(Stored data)

-----

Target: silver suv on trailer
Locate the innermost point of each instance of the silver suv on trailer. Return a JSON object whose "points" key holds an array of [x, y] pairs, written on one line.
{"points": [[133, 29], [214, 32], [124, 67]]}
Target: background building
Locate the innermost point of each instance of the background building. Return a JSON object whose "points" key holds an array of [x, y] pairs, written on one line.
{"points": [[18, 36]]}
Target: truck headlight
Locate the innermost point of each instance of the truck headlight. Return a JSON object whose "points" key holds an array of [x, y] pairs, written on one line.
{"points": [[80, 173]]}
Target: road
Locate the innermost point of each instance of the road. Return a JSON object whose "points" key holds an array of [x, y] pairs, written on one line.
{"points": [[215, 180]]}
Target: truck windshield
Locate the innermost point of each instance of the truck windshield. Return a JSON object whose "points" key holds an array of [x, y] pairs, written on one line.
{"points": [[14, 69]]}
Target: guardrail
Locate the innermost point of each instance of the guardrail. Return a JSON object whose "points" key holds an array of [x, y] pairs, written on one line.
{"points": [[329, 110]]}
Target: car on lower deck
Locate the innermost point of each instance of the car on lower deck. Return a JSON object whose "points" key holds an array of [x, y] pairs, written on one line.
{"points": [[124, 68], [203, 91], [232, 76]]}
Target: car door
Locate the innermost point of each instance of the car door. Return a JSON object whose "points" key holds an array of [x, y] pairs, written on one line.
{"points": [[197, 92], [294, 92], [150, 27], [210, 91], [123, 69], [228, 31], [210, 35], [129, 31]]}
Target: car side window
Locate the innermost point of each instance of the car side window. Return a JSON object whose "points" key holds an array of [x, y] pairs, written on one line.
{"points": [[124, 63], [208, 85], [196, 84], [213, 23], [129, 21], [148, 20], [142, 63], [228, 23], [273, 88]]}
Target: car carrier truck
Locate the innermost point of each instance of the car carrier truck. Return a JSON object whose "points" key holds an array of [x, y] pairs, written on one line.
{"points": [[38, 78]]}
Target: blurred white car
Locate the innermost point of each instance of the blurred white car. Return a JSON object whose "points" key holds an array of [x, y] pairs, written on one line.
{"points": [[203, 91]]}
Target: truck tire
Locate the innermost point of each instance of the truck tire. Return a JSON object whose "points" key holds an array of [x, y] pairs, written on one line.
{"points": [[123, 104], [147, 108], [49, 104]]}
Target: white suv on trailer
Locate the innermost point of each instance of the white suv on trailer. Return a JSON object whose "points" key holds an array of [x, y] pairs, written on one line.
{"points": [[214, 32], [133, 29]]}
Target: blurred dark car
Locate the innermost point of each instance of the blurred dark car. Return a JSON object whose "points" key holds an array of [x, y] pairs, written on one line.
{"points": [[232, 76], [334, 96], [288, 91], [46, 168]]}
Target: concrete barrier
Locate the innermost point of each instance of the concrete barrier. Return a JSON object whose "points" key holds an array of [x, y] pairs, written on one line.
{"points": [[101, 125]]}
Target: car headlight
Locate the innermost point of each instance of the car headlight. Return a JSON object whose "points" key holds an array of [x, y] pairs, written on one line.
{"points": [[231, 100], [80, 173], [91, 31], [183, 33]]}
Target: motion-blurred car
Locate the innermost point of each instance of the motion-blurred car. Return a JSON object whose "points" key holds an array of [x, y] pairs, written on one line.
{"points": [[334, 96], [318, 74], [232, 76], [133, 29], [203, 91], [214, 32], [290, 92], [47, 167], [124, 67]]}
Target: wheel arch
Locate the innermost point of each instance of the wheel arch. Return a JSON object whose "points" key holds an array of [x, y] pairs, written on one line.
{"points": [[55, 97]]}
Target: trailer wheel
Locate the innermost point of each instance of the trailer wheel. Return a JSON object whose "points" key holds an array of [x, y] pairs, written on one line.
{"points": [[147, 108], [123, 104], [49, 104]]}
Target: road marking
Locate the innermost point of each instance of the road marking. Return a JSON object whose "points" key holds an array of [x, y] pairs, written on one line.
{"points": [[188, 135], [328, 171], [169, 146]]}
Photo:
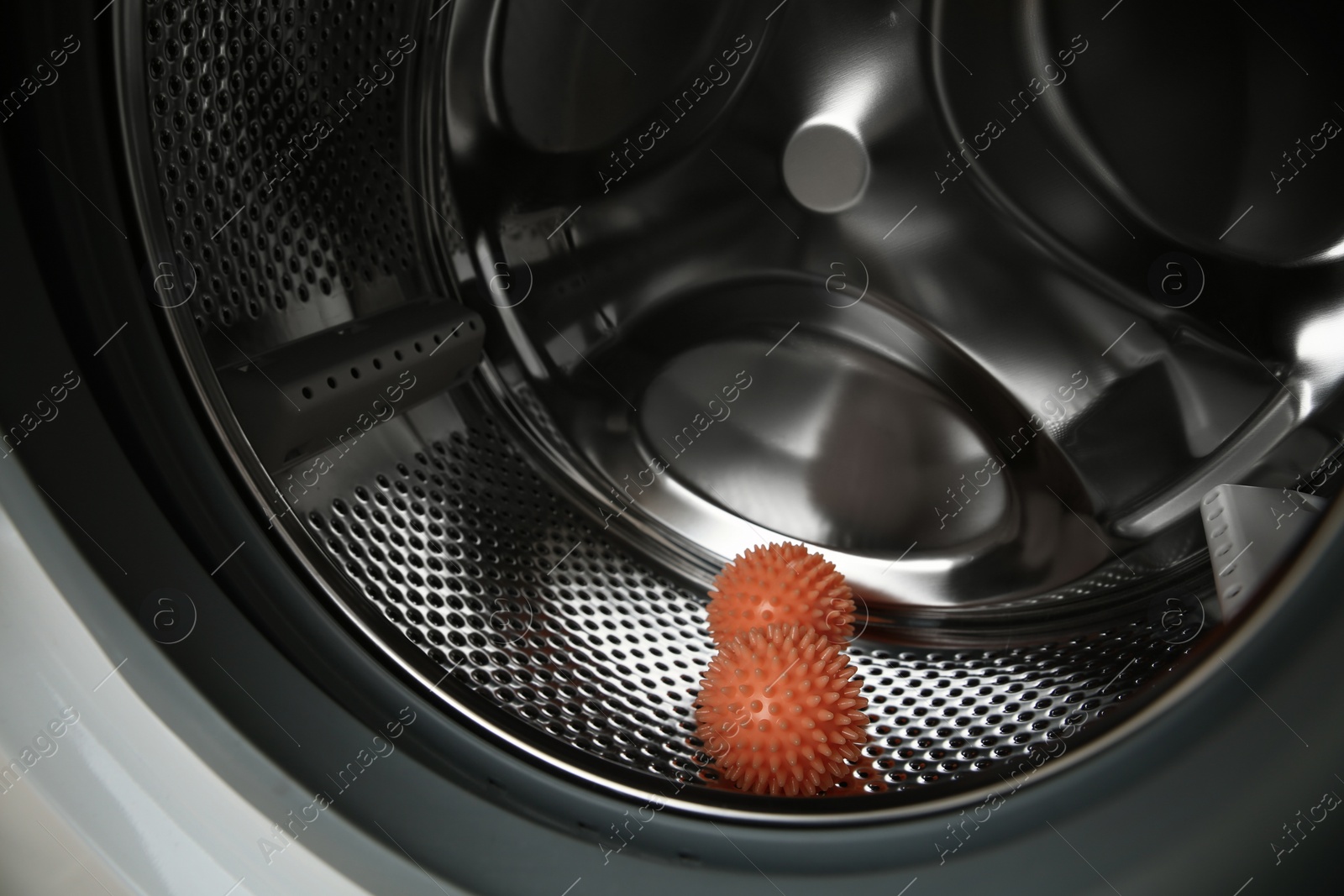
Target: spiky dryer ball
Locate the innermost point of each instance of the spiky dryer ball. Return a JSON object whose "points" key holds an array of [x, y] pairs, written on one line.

-----

» How to complete this task
Exact wording is required throughout: write out all the records, but no pictures.

» Output of the task
Target: silver suv on trailer
Locate the innermost point of each instance of the silver suv on trailer. Return a JSON object whose "points" key holds an array of [x, y] pairs, written on one line.
{"points": [[133, 29], [214, 32], [124, 67]]}
Target: background building
Locate the innermost point of each instance of the background building. Return a JSON object whose "points" key holds an array of [x, y] pairs, written on one line.
{"points": [[18, 36]]}
Target: truck headlight
Locate the innermost point of each instance of the truck headlight. Return a JSON object whose "points" key holds an array of [x, y] pairs, written on one line.
{"points": [[80, 173]]}
Target: road
Locate the innermost point of each instance of the road. Return a JSON object whose "points" key holds an array of [x, y] pairs, written on one line.
{"points": [[215, 180]]}
Target: truck windshield
Locate the innermost point of each instance of the truck windshield. Return a JSON object whose "points" key holds an array of [x, y] pairs, written on one line.
{"points": [[14, 69]]}
Target: guardrail
Locate the innermost point of each instance of the guardrail. Return a JSON object whose "points" key holds an array of [x, y] pairs, written on one line.
{"points": [[329, 110]]}
Target: car on lower deck
Locate the innermost point of each instance of the car on lower deck. Return a JSON object whose "points" key holds an array of [x, y] pairs, written on one line.
{"points": [[124, 68], [203, 91], [232, 76]]}
Target: car door
Locate the innermost point of each instance of the car door. Return a JSON object whose "points" key holds an array of [x, y] pairs, written on one line.
{"points": [[197, 92], [294, 92], [150, 27], [210, 91], [123, 69], [228, 31], [210, 35], [129, 31]]}
Target: car side window
Locate the innermost point of each instance of the car side window. Return a JSON object whose "points" key holds an array of [x, y] pairs, written on one line.
{"points": [[124, 63], [208, 85], [196, 84], [213, 23], [129, 21], [148, 20], [142, 63], [228, 23], [273, 88]]}
Target: car carrier truck
Locate the innermost point of each instance of the car carrier truck. Return a JSON object whose "points" key holds an array of [x, y] pairs, written on one line.
{"points": [[38, 78]]}
Target: blurred white car
Locate the innermost point of each instance of the blurred white car. Return a JSON object whose "points" key holds an array of [x, y] pairs, written on one line.
{"points": [[203, 91]]}
Target: truck tire
Locate the innermost point of each instance of the truck tire. Return a JSON object whose "points" key holds an array of [x, y] pairs, written on one line.
{"points": [[123, 104], [147, 108], [49, 104]]}
Target: white suv on trailer
Locate the innermost point of each instance of the white suv on trailer. Return a JSON object whose "points" key holds an array of [x, y] pairs, written on one line.
{"points": [[214, 32], [133, 29]]}
Target: blurred dark car
Locate the innermost point of each instance of the blurred dark car. Return a JSON object whose "points" key holds an array of [x, y] pairs, written on one line.
{"points": [[232, 76], [334, 96], [288, 91], [46, 168]]}
Target: concrete barrier
Locate the innermost point of each instance of the concrete barrier. Return a JSON object whose "points" key holds an array of [x, y] pairs, written on one line.
{"points": [[101, 125]]}
Target: car headlight
Locate the innermost point of each instance of the car headlight. Return a JSON object whose "points" key holds an array of [x, y] pairs, written on one line.
{"points": [[231, 100], [80, 173], [91, 31], [183, 33]]}
Target: motion-blurred car
Locate the innermost point of each instance of the motion-blurred car. Return a JSON object whose "points" key holds an array of [x, y] pairs, written on one line.
{"points": [[334, 96], [318, 74], [232, 76], [133, 29], [203, 91], [214, 32], [290, 92], [47, 167], [124, 67]]}
Target: wheel arch
Locate the innermost point of each instance of the wheel arch. Return a JSON object whose "points" key holds an array of [x, y] pairs, written on one line.
{"points": [[55, 97]]}
Target: trailer wheel
Locate the innermost point of each instance of the trailer wheel. Return a JSON object whose "points" key holds an array of [x, y] pairs, written on one line.
{"points": [[147, 108], [123, 104], [49, 104]]}
Target: road marking
Locate the innermost point of each instance of the road marking. Return a JSON object whose "points" key holds an array of [x, y] pairs, written on one line.
{"points": [[188, 135], [328, 171], [169, 146]]}
Photo:
Target: spiky dryer ball
Locate the innermost point of each instance of the spiky dryer ball. Return a JSON object whose "points" key holds an array of [x, y] pairs, written on one line.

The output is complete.